Food chain vulnerable to malicious activity, expert

By Ben Bouckley

- Last updated on GMT

Related tags Food chain Food safety Milk Food

Food chain vulnerable to malicious activity, expert
Despite initiatives such as the Rapid Alert System for Food & Feed (RASFF), the EU food chain is still vulnerable to malicious activity for the sake of profit or terrorist type activity, according to a leading food safety expert.

Speaking at the 2011 Institute of Food Technologists (IFT) Binstead Lecture in London, shortly before the current E.coli crisis broke, Tony Hines MBE from Leatherhead Food Research (LFR) said that the RASFF yielded a useful database regarding EU food safety issues.

The RASFF provides environmental health officers, regulatory managers and enforcement authorities with a weekly digest that enabled them to identify transgressors within or without the union, and to ‘horizon scan’ where and when problems are likely to occur, as well as assess comparative data on EU border inspections.

### INPUT DATA
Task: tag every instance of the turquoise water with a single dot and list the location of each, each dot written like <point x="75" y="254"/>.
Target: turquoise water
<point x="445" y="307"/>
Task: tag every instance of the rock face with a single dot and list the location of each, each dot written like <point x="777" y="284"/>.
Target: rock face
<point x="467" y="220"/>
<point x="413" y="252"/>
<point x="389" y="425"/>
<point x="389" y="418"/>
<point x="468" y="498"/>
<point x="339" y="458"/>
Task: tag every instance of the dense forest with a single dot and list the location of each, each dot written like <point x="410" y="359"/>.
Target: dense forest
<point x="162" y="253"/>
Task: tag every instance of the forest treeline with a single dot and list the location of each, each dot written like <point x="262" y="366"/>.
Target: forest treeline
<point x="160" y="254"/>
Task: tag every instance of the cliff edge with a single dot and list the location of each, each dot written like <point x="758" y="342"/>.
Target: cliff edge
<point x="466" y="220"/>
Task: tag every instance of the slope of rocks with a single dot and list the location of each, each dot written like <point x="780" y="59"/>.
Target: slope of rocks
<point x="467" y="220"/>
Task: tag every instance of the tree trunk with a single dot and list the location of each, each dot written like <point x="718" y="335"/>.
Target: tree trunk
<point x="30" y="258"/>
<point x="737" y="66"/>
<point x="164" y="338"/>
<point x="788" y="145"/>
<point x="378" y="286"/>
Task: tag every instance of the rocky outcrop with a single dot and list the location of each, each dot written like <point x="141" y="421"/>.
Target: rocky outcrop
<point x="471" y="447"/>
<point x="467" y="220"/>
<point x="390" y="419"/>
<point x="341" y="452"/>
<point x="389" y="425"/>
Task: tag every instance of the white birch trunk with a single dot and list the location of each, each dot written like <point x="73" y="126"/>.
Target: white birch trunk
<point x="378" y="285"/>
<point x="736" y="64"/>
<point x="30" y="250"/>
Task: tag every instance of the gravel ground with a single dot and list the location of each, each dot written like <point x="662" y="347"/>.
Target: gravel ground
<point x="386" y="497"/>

### TASK LIST
1. Name every group that the food chain article says receives the RASFF weekly digest.
2. Update the food chain article, writing out everything from "By Ben Bouckley" down to "food safety expert." with "malicious activity" replaced by "deliberate tampering".

### ACTIVITY ANSWERS
1.
- Environmental health officers
- Regulatory managers
- Enforcement authorities

2.
By Ben Bouckley

- Last updated on GMT

Related tags Food chain Food safety Milk Food

Food chain vulnerable to deliberate tampering, expert
Despite initiatives such as the Rapid Alert System for Food & Feed (RASFF), the EU food chain is still vulnerable to deliberate tampering for the sake of profit or terrorist type activity, according to a leading food safety expert.